**Belge Bölümü**
==============================
Ebeveynler Problemi Neden Çocuğuna Söyleyemiyor?
Psikolojik DanışmanPsikolojik danışma sürecinde danışman olarak takip ettiğim bir ekol var. Bu ekolün adı bilişsel davranışçı terapi. Psikolojik danışma sürecinde yaygın olarak kullanılan ve yapılan çalışmalar doğrultusunda %94 gibi bir oranla geri dönüş alınan bir yöntem BDT. Özellikle davranışsal hedeflerin gerekliliği gibi durumlar süreci ölçülebilir kılmakta bu da süreçte verimi görebilmeyi sağlamakta.
==============================
Kayıtlı veriler
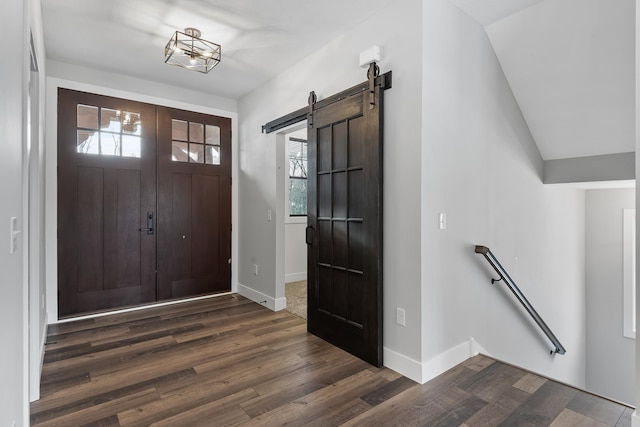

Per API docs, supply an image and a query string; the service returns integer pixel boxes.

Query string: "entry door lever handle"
[138,211,153,234]
[305,225,315,245]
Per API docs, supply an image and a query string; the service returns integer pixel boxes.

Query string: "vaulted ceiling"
[451,0,635,160]
[42,0,635,160]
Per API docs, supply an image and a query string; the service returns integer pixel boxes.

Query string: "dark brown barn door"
[158,107,231,300]
[307,72,383,366]
[58,89,156,317]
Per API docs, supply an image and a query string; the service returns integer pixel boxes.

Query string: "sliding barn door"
[58,89,156,317]
[158,107,231,300]
[307,79,383,366]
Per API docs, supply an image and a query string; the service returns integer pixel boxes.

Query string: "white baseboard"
[382,347,422,384]
[238,283,287,311]
[284,271,307,283]
[383,338,484,386]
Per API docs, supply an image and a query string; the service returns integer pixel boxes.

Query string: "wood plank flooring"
[31,295,633,427]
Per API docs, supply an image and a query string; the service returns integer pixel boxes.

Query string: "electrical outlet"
[396,307,406,326]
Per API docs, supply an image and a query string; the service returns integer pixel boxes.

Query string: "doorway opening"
[277,120,307,320]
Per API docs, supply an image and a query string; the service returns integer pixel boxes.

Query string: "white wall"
[46,61,238,323]
[23,0,47,401]
[238,0,422,361]
[0,0,29,426]
[585,189,635,404]
[421,0,585,386]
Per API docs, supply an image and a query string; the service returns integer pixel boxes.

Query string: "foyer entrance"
[58,89,231,317]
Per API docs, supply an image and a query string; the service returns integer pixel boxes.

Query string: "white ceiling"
[42,0,394,99]
[42,0,635,160]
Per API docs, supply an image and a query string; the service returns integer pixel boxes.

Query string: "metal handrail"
[475,245,566,354]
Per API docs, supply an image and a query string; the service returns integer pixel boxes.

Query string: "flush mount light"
[164,28,222,74]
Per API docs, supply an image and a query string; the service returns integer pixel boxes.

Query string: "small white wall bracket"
[360,45,380,68]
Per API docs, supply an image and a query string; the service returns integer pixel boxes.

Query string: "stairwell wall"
[421,0,585,387]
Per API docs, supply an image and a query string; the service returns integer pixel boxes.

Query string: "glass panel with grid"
[171,119,221,165]
[289,138,307,216]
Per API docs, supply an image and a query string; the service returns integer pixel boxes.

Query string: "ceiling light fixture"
[164,28,222,74]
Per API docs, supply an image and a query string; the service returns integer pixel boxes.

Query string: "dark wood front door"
[58,89,231,317]
[58,89,156,317]
[307,82,383,366]
[158,107,231,300]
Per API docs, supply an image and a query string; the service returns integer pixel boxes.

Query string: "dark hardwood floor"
[31,295,633,427]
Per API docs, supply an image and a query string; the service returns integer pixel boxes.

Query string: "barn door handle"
[305,225,315,245]
[138,211,153,234]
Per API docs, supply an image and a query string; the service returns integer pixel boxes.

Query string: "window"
[76,104,142,157]
[288,137,307,216]
[622,209,636,338]
[171,119,220,165]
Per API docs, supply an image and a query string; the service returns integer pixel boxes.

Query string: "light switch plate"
[9,216,20,254]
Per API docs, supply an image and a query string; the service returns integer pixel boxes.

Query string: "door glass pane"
[171,141,189,162]
[100,132,120,156]
[122,135,142,157]
[171,119,189,141]
[206,125,220,145]
[122,111,142,135]
[189,144,204,163]
[189,123,204,144]
[76,104,142,158]
[100,108,120,133]
[205,145,220,165]
[77,104,98,129]
[76,132,100,154]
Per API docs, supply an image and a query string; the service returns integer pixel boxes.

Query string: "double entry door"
[58,89,231,317]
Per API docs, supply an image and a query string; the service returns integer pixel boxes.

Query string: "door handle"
[138,211,153,234]
[305,225,315,245]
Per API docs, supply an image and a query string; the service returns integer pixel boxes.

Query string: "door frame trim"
[45,77,238,324]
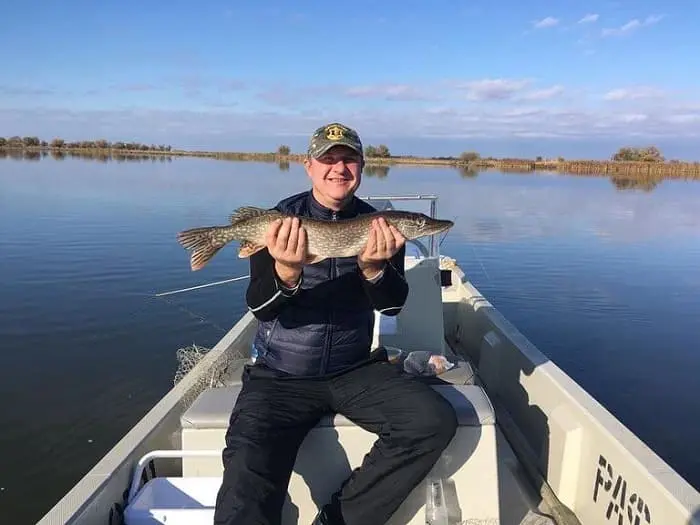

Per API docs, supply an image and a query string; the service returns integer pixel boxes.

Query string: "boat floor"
[490,424,556,525]
[163,354,564,525]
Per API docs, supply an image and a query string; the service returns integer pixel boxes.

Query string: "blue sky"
[0,0,700,159]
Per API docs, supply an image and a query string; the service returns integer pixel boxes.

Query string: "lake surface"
[0,157,700,523]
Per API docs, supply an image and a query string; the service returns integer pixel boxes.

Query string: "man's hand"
[265,217,308,288]
[357,217,406,279]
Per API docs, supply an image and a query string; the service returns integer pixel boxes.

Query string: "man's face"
[304,146,363,210]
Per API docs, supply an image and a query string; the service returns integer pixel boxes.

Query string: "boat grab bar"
[126,449,221,505]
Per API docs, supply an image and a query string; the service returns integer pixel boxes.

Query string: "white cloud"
[601,15,663,36]
[458,78,530,101]
[519,85,564,100]
[345,84,429,100]
[603,86,666,101]
[532,16,559,29]
[578,13,600,24]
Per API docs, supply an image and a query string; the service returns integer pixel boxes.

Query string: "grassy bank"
[0,144,700,180]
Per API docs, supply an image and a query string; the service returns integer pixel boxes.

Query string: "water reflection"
[0,148,683,193]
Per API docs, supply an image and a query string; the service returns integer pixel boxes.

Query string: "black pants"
[214,361,457,525]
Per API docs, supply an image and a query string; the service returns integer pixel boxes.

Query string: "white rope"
[155,275,250,297]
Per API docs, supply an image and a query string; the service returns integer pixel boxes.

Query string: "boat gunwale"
[454,277,700,523]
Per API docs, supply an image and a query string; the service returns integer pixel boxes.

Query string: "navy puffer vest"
[254,191,376,376]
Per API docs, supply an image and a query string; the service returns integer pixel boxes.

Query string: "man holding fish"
[211,123,457,525]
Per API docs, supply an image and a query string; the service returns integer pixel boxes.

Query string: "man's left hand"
[357,217,406,279]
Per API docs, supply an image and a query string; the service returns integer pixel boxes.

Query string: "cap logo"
[326,124,345,140]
==============================
**Problem Tanımı**
Bilişsel davranışçı terapiyi anlatan metnin tamamını hiçbir değişiklik yapmadan çıktı olarak verin.

**Yanıt Aşağıda**
Ebeveynler Problemi Neden Çocuğuna Söyleyemiyor?
Psikolojik DanışmanPsikolojik danışma sürecinde danışman olarak takip ettiğim bir ekol var. Bu ekolün adı bilişsel davranışçı terapi. Psikolojik danışma sürecinde yaygın olarak kullanılan ve yapılan çalışmalar doğrultusunda %94 gibi bir oranla geri dönüş alınan bir yöntem BDT. Özellikle davranışsal hedeflerin gerekliliği gibi durumlar süreci ölçülebilir kılmakta bu da süreçte verimi görebilmeyi sağlamakta.